■ **WHAT THE TASK REQUIRES**:
Where the listing below reaches the line containing "Query: water bird", start writing out lines exactly, and stop once the line containing "Query: dark water background" has been written.

■ **RECORDS FOR THE TASK**:
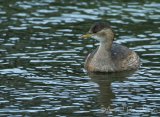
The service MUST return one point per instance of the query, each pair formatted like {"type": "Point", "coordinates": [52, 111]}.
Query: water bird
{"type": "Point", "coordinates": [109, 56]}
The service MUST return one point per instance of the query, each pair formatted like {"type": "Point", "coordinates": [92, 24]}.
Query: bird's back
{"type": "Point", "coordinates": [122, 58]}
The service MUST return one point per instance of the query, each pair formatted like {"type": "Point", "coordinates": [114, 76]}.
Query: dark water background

* * *

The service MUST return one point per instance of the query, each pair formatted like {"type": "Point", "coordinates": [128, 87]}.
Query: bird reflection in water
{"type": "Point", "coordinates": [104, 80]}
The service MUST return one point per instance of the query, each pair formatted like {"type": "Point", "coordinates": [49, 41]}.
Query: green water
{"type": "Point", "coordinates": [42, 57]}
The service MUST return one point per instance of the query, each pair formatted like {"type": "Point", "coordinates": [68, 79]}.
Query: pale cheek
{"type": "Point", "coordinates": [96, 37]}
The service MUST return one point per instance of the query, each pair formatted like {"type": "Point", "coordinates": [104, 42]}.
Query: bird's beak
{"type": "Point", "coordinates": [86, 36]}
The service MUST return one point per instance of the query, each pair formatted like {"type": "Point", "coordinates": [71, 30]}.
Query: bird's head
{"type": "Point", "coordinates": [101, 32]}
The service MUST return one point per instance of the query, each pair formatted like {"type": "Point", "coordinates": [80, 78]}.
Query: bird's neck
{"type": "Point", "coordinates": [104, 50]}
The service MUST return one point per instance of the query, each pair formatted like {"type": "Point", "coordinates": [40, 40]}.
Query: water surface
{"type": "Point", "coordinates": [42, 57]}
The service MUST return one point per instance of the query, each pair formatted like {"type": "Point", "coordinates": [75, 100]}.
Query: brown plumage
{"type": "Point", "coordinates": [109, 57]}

■ **COMPLETED TASK**:
Query: water bird
{"type": "Point", "coordinates": [109, 56]}
The service MUST return one point per instance of the query, each pair formatted like {"type": "Point", "coordinates": [92, 24]}.
Query: bird's back
{"type": "Point", "coordinates": [122, 58]}
The service MUST return one point per instance of the query, each pair formatted like {"type": "Point", "coordinates": [114, 76]}.
Query: dark water background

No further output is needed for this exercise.